> **PROMPT**
Reproduce verbatim the stretch of the items below from the line containing "Where can the grid" through the end of the items, omitting the pictures.

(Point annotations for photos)
________________________________________
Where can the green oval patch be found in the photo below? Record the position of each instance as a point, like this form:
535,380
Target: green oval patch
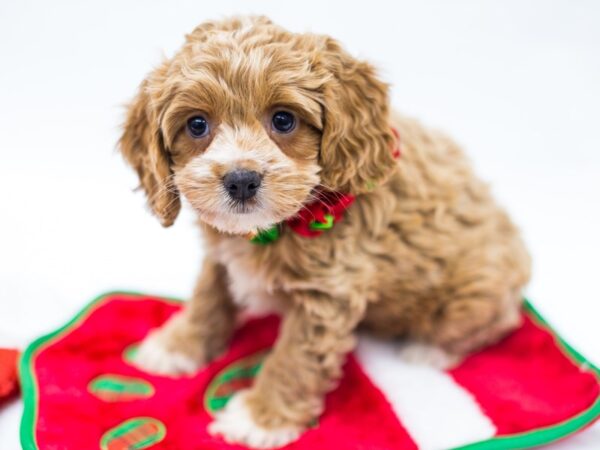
233,378
116,388
134,434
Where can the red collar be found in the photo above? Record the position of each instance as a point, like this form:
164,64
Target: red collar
321,214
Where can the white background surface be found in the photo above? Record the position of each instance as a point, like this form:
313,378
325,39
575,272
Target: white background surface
518,83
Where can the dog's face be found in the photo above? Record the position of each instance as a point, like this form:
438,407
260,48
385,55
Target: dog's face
248,120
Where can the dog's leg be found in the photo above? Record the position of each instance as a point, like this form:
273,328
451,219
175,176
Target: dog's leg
467,323
195,335
305,363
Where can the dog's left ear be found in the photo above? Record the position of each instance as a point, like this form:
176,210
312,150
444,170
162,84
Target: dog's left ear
356,147
142,144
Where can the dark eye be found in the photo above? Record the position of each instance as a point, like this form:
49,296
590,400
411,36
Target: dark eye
197,126
283,121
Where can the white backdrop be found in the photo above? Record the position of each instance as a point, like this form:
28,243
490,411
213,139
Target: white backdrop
518,83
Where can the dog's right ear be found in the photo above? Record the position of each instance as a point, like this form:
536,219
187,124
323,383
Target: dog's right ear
142,145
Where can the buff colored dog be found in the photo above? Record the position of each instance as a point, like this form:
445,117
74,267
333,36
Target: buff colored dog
249,122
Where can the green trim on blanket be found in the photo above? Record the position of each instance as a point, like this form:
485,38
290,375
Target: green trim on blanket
555,432
29,385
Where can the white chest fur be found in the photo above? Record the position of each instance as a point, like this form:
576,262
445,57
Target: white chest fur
247,284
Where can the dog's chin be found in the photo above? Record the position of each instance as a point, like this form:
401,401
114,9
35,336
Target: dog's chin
241,221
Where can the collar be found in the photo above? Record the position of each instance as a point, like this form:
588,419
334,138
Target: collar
318,216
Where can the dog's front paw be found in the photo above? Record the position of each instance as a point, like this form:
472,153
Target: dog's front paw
170,350
236,425
422,354
154,356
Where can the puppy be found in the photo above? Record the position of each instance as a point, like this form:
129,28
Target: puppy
364,218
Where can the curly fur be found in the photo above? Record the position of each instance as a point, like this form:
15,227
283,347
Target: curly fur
424,253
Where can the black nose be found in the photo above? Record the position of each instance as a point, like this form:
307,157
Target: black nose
242,184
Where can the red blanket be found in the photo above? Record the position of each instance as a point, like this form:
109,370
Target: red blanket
81,393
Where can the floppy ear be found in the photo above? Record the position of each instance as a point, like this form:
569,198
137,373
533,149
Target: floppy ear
356,147
142,145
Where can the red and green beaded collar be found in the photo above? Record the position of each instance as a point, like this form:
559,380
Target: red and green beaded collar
318,216
312,220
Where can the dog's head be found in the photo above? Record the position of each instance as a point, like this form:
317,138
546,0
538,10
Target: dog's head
247,120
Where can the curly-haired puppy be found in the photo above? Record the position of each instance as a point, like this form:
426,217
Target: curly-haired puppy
252,125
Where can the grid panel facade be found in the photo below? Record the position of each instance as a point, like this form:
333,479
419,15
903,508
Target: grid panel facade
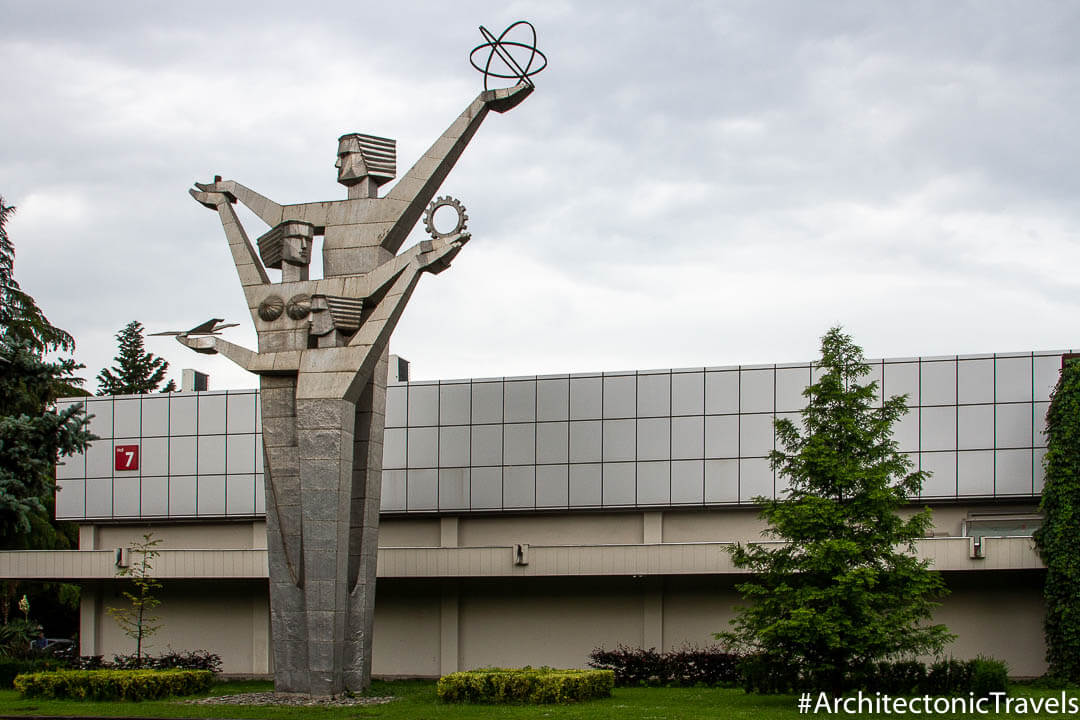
697,436
200,456
682,437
________________________________________
> **EXERCISE ANSWER**
Where can the grid panel facade be found in the photo below? Record the position of each instance as a point, like this form:
333,479
419,15
903,508
Target: grid panel facade
697,436
200,456
682,437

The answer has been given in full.